*** Opening of INFORMATION PROVIDED ***

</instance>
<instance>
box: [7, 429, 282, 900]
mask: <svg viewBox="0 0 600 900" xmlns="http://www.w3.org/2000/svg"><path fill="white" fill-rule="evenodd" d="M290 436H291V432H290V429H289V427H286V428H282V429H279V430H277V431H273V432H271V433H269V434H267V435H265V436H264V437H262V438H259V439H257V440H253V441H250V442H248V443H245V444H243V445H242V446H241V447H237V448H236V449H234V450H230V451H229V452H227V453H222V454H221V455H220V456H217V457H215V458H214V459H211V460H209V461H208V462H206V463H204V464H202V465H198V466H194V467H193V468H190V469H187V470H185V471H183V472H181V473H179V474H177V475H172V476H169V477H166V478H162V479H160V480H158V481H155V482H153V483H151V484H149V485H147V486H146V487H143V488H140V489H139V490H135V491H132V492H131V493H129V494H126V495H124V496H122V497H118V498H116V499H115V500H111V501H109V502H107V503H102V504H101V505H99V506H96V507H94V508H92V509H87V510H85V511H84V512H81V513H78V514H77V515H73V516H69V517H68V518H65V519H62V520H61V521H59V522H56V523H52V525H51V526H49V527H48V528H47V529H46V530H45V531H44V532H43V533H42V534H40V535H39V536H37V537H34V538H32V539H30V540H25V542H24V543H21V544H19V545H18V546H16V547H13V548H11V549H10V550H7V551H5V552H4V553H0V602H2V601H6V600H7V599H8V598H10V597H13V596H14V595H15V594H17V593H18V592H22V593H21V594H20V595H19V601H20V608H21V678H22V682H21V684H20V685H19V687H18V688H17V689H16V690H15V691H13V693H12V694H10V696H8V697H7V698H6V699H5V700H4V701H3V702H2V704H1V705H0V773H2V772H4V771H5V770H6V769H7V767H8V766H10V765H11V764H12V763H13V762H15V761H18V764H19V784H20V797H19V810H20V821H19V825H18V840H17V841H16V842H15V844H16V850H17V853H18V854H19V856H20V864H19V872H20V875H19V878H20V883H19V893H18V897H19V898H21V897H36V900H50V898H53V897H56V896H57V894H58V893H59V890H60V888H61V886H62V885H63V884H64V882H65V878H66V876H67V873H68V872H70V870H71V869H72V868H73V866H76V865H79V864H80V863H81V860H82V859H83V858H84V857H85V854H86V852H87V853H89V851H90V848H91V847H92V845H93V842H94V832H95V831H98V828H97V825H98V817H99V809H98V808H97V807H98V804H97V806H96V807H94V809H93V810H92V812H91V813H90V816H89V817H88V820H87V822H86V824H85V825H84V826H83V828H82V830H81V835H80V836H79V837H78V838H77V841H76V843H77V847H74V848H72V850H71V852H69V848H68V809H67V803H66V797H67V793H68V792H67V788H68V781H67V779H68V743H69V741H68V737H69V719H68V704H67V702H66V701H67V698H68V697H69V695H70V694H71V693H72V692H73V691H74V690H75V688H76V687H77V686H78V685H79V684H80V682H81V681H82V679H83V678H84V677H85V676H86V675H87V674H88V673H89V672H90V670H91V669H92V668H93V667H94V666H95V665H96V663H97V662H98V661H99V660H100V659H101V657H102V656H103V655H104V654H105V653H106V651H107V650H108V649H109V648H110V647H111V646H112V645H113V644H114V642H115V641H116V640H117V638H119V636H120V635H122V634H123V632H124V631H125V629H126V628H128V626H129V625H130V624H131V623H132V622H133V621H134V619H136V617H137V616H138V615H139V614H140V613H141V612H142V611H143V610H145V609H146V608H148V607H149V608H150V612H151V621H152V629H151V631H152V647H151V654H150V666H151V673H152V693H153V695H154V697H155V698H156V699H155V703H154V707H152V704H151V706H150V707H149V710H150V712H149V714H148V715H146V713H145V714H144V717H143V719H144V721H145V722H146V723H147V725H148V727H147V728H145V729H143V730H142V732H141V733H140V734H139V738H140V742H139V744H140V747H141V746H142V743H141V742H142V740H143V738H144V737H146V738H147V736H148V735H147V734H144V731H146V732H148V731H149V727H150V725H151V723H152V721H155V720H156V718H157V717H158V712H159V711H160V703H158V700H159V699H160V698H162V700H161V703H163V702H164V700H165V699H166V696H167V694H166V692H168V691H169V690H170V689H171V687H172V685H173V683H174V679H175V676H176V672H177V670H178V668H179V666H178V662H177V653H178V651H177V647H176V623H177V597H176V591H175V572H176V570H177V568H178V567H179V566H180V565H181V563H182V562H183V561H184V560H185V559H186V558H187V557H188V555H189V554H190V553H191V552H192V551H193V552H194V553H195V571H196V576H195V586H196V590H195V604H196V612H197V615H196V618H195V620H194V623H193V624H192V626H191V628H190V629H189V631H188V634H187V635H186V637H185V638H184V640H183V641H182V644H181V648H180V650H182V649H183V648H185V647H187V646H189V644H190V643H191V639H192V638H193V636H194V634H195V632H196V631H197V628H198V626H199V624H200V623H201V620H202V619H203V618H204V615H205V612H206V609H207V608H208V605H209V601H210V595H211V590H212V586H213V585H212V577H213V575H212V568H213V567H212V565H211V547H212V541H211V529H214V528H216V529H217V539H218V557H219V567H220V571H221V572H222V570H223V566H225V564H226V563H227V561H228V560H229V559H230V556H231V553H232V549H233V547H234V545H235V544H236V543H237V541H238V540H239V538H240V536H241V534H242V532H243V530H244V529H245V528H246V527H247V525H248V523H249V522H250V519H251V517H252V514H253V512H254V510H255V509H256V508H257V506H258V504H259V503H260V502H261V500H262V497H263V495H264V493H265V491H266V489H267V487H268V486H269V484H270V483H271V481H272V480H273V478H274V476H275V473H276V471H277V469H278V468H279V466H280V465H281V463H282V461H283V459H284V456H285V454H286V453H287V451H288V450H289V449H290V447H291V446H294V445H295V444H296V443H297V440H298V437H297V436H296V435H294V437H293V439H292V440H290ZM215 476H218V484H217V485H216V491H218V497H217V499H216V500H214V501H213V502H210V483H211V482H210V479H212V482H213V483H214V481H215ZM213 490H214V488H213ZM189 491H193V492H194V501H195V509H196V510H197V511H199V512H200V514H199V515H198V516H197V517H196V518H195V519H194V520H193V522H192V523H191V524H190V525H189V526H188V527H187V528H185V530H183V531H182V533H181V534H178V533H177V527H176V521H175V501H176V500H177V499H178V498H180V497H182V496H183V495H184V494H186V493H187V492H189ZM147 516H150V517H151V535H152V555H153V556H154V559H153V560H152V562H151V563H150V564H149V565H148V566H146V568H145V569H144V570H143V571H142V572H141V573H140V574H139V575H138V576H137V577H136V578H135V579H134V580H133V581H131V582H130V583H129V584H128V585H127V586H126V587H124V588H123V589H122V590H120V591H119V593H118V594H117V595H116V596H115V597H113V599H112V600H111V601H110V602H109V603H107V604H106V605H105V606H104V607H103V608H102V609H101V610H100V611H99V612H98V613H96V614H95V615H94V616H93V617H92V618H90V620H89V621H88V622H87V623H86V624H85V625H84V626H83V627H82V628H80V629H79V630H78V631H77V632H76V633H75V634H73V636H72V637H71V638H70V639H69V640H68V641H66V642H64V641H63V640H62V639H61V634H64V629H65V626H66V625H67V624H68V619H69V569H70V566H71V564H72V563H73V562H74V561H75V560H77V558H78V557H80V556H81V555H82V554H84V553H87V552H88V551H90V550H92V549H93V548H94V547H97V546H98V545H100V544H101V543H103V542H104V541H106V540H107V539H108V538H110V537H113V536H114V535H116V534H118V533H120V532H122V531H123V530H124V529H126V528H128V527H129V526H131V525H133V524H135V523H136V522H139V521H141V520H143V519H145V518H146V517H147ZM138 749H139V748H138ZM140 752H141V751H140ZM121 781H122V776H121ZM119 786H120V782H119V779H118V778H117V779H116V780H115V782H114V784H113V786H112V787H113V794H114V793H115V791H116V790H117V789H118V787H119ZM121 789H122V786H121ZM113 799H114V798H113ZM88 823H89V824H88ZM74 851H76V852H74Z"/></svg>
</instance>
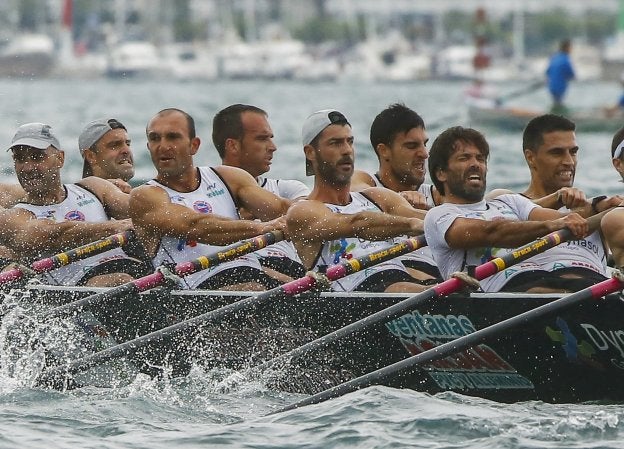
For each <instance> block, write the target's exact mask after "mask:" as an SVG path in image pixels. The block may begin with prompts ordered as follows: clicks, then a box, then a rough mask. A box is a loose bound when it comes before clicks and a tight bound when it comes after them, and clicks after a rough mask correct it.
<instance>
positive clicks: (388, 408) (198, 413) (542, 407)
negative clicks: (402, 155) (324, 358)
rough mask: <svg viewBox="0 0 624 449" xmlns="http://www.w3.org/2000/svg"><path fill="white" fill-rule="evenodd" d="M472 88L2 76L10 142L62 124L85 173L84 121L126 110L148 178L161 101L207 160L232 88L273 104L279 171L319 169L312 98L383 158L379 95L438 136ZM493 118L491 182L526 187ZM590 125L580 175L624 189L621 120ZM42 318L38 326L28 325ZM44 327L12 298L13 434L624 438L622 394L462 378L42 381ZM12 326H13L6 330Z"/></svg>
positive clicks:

*** Close of INFORMATION PROVIDED ***

How many lines in the records above contain the word "positive"? Reply with the number only.

2